Directions — Copy out every line of the listing below without any changes.

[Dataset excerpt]

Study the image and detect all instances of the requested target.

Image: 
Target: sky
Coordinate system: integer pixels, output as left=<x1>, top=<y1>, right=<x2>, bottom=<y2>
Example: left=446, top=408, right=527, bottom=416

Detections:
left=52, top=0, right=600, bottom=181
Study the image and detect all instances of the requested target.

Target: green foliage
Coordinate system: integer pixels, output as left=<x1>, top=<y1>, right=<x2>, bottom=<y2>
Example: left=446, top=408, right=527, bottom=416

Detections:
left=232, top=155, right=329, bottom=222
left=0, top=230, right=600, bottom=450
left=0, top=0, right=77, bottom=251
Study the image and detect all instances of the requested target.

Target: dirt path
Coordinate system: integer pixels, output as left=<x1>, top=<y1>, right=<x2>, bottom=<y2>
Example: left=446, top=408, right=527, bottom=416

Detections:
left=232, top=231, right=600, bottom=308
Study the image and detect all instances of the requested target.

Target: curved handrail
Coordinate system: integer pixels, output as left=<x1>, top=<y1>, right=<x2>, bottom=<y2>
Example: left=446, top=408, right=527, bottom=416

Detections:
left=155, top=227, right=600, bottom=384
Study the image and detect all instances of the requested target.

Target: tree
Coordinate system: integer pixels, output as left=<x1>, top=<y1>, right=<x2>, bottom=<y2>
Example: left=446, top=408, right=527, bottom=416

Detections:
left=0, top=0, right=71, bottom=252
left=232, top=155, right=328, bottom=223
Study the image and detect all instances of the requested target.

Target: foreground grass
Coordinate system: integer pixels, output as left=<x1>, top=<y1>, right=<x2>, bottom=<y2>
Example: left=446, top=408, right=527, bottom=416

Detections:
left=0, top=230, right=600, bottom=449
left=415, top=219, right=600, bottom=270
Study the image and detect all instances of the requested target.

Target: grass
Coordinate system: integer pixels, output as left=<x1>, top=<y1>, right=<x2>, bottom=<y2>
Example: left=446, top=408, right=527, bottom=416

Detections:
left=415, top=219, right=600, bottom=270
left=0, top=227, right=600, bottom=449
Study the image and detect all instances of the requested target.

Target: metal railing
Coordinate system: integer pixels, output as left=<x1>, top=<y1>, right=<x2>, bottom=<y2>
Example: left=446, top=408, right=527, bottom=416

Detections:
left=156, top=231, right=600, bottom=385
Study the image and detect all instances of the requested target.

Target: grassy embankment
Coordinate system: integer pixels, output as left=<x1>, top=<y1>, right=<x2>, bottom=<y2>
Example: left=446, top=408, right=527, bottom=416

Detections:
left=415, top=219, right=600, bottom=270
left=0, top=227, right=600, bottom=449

Solution for this problem —
Study the image and detect all instances of the requested target.

Image: 
Target: sky
Coordinate system: integer pixels, output as left=<x1>, top=<y1>, right=<x2>, bottom=<y2>
Example: left=446, top=408, right=527, bottom=416

Detections:
left=52, top=0, right=600, bottom=181
Study the image and detect all instances of the requested target.

Target: green foliage
Coordinate system: integer pixels, output as left=<x1>, top=<y1>, right=<x2>, bottom=<y2>
Example: left=446, top=408, right=527, bottom=416

Detections:
left=232, top=155, right=329, bottom=222
left=0, top=230, right=600, bottom=450
left=0, top=0, right=77, bottom=251
Study the image and detect all instances of the requested target.

Target: dirt path
Coordinate system: integer pixels, output as left=<x1>, top=<y1>, right=<x2>, bottom=<y2>
Example: left=446, top=408, right=527, bottom=416

Detections:
left=232, top=231, right=600, bottom=308
Study the image and detect all instances of the requested target.

Target: curved handrail
Coordinate system: integer pixels, output as left=<x1>, top=<y1>, right=<x2>, bottom=<y2>
Example: left=446, top=408, right=527, bottom=416

Detections:
left=155, top=227, right=600, bottom=384
Study the image and detect all instances of the requested target.

Target: tree
Coordinate system: integer pixels, output as left=<x1>, top=<y1>, right=<x2>, bottom=<y2>
Example: left=446, top=408, right=527, bottom=416

Detections:
left=0, top=0, right=71, bottom=252
left=232, top=155, right=328, bottom=223
Study the image and detect all instances of the requested target.

Target: foreground grass
Coordinate system: integer pixels, output as left=<x1>, top=<y1>, right=<x2>, bottom=<y2>
Example: left=446, top=408, right=527, bottom=416

Detections:
left=0, top=230, right=600, bottom=449
left=415, top=219, right=600, bottom=270
Study the image and detect all instances of the requested target.

Target: grass
Coordinate system: integer pixels, output as left=<x1>, top=<y1>, right=<x2>, bottom=<y2>
Example: left=446, top=408, right=527, bottom=416

Detections:
left=415, top=219, right=600, bottom=270
left=0, top=227, right=600, bottom=449
Study the image and detect all instances of the requested target.

Target: metal railing
Coordinate system: integer pixels, output as left=<x1>, top=<y1>, right=<x2>, bottom=<y2>
Example: left=446, top=408, right=527, bottom=416

Detections:
left=156, top=231, right=600, bottom=385
Study the image and detect all instances of the requested target.

Target: grassy embankment
Coordinate system: integer pixels, output as left=<x1>, top=<y1>, right=<x2>, bottom=<y2>
Example: left=446, top=408, right=527, bottom=416

Detections:
left=415, top=219, right=600, bottom=270
left=0, top=227, right=600, bottom=449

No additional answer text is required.